## Goal of the exercise
Lift out all lines below that contain "plate".

+--

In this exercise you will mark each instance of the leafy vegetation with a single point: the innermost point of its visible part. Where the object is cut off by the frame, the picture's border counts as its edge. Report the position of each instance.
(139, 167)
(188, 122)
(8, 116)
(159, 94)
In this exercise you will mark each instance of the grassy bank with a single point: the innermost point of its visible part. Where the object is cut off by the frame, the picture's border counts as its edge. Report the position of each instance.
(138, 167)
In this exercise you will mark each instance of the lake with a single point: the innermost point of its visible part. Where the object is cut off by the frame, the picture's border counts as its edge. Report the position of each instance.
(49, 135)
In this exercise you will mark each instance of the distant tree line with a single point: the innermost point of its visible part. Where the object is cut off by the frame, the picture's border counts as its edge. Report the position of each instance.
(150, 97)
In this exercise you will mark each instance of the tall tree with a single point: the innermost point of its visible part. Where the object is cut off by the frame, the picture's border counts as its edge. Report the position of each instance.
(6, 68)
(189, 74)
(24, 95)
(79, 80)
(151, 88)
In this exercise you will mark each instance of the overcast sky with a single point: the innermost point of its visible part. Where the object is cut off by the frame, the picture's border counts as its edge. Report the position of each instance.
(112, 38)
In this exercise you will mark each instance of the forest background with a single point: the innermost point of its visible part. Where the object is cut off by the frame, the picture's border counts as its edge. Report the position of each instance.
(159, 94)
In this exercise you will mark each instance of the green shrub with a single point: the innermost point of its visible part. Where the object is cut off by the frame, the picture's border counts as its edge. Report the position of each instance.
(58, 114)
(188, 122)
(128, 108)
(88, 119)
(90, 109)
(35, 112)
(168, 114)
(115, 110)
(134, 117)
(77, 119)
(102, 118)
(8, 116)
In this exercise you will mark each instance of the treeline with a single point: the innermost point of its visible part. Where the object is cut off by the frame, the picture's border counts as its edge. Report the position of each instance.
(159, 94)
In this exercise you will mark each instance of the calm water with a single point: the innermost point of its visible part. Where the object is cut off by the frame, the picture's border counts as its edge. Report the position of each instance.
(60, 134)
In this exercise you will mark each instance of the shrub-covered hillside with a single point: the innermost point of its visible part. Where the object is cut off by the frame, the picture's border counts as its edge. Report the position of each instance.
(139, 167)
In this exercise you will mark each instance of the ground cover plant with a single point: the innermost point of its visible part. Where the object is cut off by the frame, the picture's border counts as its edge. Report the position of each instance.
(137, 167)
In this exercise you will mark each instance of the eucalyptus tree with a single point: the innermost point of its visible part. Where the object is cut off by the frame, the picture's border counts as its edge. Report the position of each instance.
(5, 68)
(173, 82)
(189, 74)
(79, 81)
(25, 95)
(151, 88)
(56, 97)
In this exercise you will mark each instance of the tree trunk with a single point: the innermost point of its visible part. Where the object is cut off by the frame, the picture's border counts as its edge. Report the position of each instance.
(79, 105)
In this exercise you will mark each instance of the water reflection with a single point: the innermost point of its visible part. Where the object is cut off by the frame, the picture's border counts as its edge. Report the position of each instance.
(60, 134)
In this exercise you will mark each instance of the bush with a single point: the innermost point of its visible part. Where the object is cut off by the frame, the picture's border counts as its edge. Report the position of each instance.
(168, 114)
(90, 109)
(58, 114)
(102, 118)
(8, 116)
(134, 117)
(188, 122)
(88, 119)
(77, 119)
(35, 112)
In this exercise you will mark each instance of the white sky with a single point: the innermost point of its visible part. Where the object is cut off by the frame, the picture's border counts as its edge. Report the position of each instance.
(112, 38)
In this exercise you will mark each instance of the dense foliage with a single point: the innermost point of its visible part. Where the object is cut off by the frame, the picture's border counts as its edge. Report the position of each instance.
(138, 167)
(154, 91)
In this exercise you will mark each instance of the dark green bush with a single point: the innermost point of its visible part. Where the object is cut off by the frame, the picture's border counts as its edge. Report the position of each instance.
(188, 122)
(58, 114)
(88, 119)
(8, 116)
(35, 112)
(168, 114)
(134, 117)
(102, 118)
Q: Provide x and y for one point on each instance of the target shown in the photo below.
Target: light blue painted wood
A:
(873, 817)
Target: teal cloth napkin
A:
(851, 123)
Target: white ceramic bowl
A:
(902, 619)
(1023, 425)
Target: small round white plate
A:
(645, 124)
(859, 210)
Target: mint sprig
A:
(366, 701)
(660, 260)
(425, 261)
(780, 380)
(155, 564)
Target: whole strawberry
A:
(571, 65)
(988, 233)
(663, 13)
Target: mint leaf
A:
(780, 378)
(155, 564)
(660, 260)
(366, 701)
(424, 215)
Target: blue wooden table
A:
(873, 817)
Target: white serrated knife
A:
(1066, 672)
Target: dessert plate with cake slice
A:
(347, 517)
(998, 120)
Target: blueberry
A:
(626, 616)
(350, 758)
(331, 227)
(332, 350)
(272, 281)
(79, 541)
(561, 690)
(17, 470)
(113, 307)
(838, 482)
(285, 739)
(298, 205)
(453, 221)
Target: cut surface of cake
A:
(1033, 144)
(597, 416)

+--

## Solved problem
Target: small round white plate
Target: dessert plate with cake slice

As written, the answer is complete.